------ Input for this task ------

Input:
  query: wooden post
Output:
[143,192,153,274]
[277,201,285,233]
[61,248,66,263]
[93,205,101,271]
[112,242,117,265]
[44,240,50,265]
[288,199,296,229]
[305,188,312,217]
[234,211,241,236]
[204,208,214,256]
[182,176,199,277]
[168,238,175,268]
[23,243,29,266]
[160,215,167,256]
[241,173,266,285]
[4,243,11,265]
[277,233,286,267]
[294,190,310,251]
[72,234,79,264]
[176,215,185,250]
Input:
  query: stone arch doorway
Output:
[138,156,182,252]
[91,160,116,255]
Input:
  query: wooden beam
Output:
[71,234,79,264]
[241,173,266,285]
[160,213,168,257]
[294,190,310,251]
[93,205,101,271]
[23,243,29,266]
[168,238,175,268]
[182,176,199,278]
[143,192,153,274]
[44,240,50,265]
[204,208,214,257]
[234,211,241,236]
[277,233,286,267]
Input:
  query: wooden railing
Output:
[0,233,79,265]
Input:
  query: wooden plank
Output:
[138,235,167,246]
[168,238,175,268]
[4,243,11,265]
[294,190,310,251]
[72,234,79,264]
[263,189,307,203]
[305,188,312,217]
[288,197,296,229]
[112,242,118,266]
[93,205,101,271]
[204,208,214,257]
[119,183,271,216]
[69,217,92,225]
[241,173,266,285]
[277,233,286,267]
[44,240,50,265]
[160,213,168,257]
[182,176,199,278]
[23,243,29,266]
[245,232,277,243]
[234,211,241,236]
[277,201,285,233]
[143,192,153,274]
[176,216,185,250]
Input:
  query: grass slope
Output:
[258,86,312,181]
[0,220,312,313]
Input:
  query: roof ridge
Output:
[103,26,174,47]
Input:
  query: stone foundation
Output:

------

Could you rewrite the records from the beginning through the line that contains "[91,160,116,255]", both ends included, copying every line as is except the bounding-box coordinates? Multiply each coordinate by 2.45 and round to a whole number, with halves rounded up.

Correct result:
Input:
  query: wooden post
Output:
[350,470,375,671]
[679,492,698,571]
[149,608,162,644]
[228,502,247,664]
[274,593,287,649]
[108,588,123,649]
[706,488,725,561]
[747,461,764,532]
[573,517,590,578]
[500,510,524,627]
[446,431,488,679]
[412,583,429,657]
[56,595,71,652]
[392,527,409,627]
[590,424,652,698]
[10,595,27,649]
[679,571,701,654]
[720,466,760,615]
[176,573,194,647]
[431,527,453,613]
Input:
  query: stone arch doorway
Output:
[338,382,446,617]
[223,392,284,625]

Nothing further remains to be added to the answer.